- Required work -
For every record here, output an exact copy.

[Collection entries]
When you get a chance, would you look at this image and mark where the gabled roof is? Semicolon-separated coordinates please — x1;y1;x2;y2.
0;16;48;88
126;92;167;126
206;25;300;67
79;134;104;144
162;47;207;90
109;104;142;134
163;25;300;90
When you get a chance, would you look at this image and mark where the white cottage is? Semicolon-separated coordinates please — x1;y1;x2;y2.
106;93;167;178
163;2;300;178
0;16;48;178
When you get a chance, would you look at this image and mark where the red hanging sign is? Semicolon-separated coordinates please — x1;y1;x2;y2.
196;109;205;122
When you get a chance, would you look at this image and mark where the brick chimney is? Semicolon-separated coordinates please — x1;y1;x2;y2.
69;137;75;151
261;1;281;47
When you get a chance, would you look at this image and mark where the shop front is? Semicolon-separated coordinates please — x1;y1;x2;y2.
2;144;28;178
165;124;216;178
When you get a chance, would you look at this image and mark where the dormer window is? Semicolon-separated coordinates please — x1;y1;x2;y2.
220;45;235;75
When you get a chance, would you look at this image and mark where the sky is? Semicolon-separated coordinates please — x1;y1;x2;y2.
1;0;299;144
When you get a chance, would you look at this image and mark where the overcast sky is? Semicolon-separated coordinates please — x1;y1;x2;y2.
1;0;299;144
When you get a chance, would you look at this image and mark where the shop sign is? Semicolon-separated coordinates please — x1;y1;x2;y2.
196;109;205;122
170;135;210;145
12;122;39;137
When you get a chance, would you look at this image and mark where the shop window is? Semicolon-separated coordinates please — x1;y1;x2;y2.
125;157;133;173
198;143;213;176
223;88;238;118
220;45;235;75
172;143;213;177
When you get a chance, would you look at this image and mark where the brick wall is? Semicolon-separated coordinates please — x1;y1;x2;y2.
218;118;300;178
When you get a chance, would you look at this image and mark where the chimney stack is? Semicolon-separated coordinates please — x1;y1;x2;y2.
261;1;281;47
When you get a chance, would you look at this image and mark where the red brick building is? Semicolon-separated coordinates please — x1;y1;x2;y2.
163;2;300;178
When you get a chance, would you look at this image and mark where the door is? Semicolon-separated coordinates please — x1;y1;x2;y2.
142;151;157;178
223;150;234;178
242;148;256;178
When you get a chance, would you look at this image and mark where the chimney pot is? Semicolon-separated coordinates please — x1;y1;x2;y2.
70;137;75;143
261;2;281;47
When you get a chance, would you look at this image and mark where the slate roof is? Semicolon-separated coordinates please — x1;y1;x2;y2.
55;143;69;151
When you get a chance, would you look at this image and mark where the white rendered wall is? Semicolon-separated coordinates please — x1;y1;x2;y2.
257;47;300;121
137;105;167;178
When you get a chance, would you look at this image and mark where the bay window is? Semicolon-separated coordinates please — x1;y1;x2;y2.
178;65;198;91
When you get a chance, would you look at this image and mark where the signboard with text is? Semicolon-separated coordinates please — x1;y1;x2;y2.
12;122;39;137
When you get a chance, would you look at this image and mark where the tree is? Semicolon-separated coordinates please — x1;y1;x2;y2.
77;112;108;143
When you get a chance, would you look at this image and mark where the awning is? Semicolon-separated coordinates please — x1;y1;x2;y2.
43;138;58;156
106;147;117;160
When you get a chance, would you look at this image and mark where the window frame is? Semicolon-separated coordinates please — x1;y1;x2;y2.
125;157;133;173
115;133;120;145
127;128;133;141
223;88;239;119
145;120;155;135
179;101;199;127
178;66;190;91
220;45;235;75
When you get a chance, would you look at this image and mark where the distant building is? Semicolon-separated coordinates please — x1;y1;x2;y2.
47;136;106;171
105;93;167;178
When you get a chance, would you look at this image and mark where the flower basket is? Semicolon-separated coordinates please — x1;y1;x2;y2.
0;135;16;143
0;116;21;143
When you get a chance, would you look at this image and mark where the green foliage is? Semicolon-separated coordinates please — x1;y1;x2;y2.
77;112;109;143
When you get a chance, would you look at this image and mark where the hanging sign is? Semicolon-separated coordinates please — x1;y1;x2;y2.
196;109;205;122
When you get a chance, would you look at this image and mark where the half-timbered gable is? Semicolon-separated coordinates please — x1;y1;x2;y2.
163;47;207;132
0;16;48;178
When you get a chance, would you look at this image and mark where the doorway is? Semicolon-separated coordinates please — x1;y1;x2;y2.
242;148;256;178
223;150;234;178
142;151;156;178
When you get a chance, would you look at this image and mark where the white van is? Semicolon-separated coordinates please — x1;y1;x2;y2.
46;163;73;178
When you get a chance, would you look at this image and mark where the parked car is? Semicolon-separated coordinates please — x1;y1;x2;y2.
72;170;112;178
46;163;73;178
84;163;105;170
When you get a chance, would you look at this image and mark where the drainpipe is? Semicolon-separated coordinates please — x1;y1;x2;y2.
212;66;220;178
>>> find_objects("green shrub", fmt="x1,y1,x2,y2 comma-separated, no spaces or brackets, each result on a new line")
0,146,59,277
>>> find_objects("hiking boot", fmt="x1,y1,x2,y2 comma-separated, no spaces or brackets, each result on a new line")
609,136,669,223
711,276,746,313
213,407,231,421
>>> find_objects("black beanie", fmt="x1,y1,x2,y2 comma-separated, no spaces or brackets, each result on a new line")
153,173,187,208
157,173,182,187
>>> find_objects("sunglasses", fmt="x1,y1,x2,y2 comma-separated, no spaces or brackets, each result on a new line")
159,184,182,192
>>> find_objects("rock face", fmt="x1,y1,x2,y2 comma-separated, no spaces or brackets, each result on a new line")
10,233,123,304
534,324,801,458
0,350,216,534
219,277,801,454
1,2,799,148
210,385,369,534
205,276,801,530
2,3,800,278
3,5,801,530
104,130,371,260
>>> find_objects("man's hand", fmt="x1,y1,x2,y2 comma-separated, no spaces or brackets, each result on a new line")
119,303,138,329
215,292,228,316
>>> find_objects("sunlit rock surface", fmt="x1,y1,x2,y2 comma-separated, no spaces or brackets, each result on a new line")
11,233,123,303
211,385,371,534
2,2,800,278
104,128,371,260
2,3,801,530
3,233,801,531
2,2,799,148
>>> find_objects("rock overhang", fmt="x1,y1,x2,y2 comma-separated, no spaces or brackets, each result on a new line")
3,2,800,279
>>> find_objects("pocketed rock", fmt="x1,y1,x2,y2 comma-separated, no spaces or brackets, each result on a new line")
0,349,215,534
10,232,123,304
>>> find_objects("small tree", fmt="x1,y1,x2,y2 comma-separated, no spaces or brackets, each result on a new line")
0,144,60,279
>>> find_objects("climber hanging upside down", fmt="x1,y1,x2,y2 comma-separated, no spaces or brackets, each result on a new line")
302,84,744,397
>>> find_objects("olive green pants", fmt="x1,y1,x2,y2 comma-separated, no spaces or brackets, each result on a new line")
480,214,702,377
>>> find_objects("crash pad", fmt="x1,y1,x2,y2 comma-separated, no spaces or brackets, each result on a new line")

- Result below -
When you get a chance, would you look at this image and mark where the gabled roof is? Semicolon-separated coordinates please — x1;y1;x2;y2.
0;16;48;88
126;92;167;126
206;25;300;67
79;134;104;144
162;47;207;90
109;104;142;134
163;25;300;90
When you get a chance, would you look at this image and mark where the white cottage is? Semicolon-separated coordinates please — x1;y1;x2;y2.
106;93;167;178
163;2;300;178
0;16;48;178
When you get a chance, would you look at this image and mark where the red hanging sign is? Semicolon-separated coordinates please — x1;y1;x2;y2.
196;109;205;122
When you get a chance, would you look at this image and mark where the brick chimney is? Semicolon-separated coordinates please — x1;y1;x2;y2.
69;137;75;151
261;1;281;47
When you get a chance, would you look at this image and mark where the shop front is? Semicolon-separated coordinates please — x1;y1;x2;y2.
2;144;28;178
165;124;216;178
When you get a chance, would you look at this image and mark where the dormer window is? Semicolon-separated coordinates please — x1;y1;x2;y2.
220;45;235;75
When you get a chance, would you look at this image and mark where the sky is? Semicolon-separated coordinates please — x1;y1;x2;y2.
1;0;299;144
When you get a chance, would you look at this image and mark where the overcast sky is? Semicolon-separated coordinates please — x1;y1;x2;y2.
1;0;299;144
When you get a chance, would you look at this image and mark where the shop sign is? Semicolon-separated coordinates please — x1;y1;x2;y2.
196;109;205;122
170;135;210;145
12;122;39;137
When you get a chance, would you look at this image and mark where the shop window is? Semicolon-separated coordinates please — x1;y1;x2;y2.
125;157;133;173
198;143;213;176
223;88;238;118
220;45;235;75
172;143;213;177
When you get a chance, would you look at this image and mark where the brick wall is? Semicolon-separated coordinates please — x1;y1;x2;y2.
218;118;300;178
When you get a chance, would you look at this image and mark where the chimney stack is? Semicolon-separated coordinates please — x1;y1;x2;y2.
261;1;281;47
When you get a chance, would you look at this image and mark where the red brick building is? Semicolon-separated coordinates please — x1;y1;x2;y2.
163;2;300;178
When you get a chance, would you look at this image and mark where the door is? Semicolon-separated coordinates please — x1;y1;x2;y2.
142;151;157;178
223;150;234;178
242;148;256;178
When you get a chance, would you look at this image and mark where the chimney pot is? Semicolon-separated coordinates please — x1;y1;x2;y2.
70;137;75;143
261;2;281;47
When you get a chance, would you look at this image and mark where the slate roof is? Semicolon-separated coordinates please — x1;y1;x2;y2.
55;143;69;151
When you get a chance, would you look at this image and mark where the white rendered wall is? Semicolon-separated coordinates please — x1;y1;x2;y2.
257;47;300;121
137;105;167;178
When you get a chance, would you look at this image and mark where the bay window is? Semicolon-separated coordinates please — x1;y1;x2;y2.
178;65;198;91
When you get a chance, would you look at this image and mark where the signboard with text is? Semicolon-separated coordinates please — x1;y1;x2;y2.
12;122;39;137
When you get a chance, would you look at this image and mark where the tree is? Semicolon-separated coordinates please — x1;y1;x2;y2.
77;112;108;143
When you get a chance, would you look at this image and mark where the awning is? Semicolon-separated coordinates please — x1;y1;x2;y2.
43;138;58;156
106;147;117;160
When you get a chance, would you look at this image and mark where the window frame is? Semicolon-separated coordinates please — x1;y1;x2;y2.
125;157;133;173
115;133;120;145
127;128;133;141
223;88;239;119
145;120;155;135
179;101;199;127
178;66;190;91
220;45;235;75
When you get a chance, would you look at this image and mark where the distant building is? Semicolon-separated coordinates please — x1;y1;x2;y2.
47;136;106;171
105;93;167;178
When you get a chance, would you look at this image and mark where the flower basket is? Semicolon-separated coordinates please — x1;y1;x2;y2.
0;135;16;143
0;116;21;143
When you get a chance, would you look at this image and mark where the green foliage is? Semicolon-separated coordinates please — x1;y1;x2;y2.
77;112;109;143
When you get a chance, would you look at this image and mark where the hanging sign is? Semicolon-separated coordinates please — x1;y1;x2;y2.
196;109;205;122
When you get a chance, would you look at this image and mark where the half-timbered gable is? Semicolon-separated coordinates please — x1;y1;x2;y2.
163;47;207;132
0;16;48;178
When you get a chance, would you look at this image and mark where the doorway is? Semicolon-separated coordinates please — x1;y1;x2;y2.
242;148;256;178
223;150;234;178
142;151;156;178
When you get a chance, would you look at this image and mark where the white van is? Semicolon-separated coordinates please — x1;y1;x2;y2.
46;163;73;178
When you get a chance, would you look at this image and mark where the parked car is? Semicolon-separated coordinates please — x1;y1;x2;y2.
72;170;112;178
46;163;73;178
84;163;105;170
When you get a chance, would you look at this image and mark where the drainpipe is? Semicolon-separated coordinates please — x1;y1;x2;y2.
212;66;220;178
>>> find_objects("green shrub", fmt="x1,y1,x2,y2 comma-separated, no spaces or brackets, each result on a new line")
0,146,59,277
>>> find_objects("hiking boot", fmt="x1,y1,x2,y2 comma-separated, no spaces or brackets, each result on a new line")
609,136,669,223
711,276,746,313
213,407,231,421
>>> find_objects("black beanie", fmt="x1,y1,x2,y2 comma-separated, no spaces or brackets, each result on a new line")
153,173,187,208
157,173,182,187
>>> find_objects("sunglasses", fmt="x1,y1,x2,y2 comma-separated, no spaces or brackets, each result on a new line")
159,184,182,192
>>> find_objects("rock face", fmt="x1,y1,x2,y2 comma-separated, no spaces or brackets, each result on a new line")
10,233,123,304
534,324,801,458
0,350,216,534
219,277,801,454
1,2,799,148
210,385,369,534
205,276,801,530
2,3,800,278
3,5,801,530
104,130,371,260
>>> find_objects("man's hand", fmt="x1,y1,x2,y2 comma-separated, no spaces or brackets, each result on a new line")
119,303,138,329
215,292,228,316
>>> find_objects("sunlit rock surface", fmt="x1,y1,x2,y2 comma-separated, no spaces or brackets, each result on a new line")
11,233,123,303
211,385,371,534
2,2,800,278
104,128,371,260
2,3,801,530
3,233,801,531
2,2,799,148
>>> find_objects("rock overhang", fmt="x1,y1,x2,y2 comma-separated, no spaces or brackets, each result on a new line")
3,2,800,279
>>> find_objects("pocketed rock", fmt="x1,y1,x2,y2 comma-separated, no spaces or brackets, each result on a new line")
0,349,215,534
10,232,123,304
>>> find_objects("small tree", fmt="x1,y1,x2,y2 comma-separated, no spaces or brackets, each result on a new line")
0,144,60,279
>>> find_objects("climber hanging upside down", fmt="x1,y1,x2,y2 comma-separated, no spaces or brackets, each result on a new line")
302,84,744,397
>>> find_objects("olive green pants", fmt="x1,y1,x2,y2 comma-separated, no spaces or brackets, each result on a new line")
480,214,702,377
>>> find_objects("crash pad", fmt="x1,y1,x2,y2 comma-separated, no spaces or brackets, each result on a new line")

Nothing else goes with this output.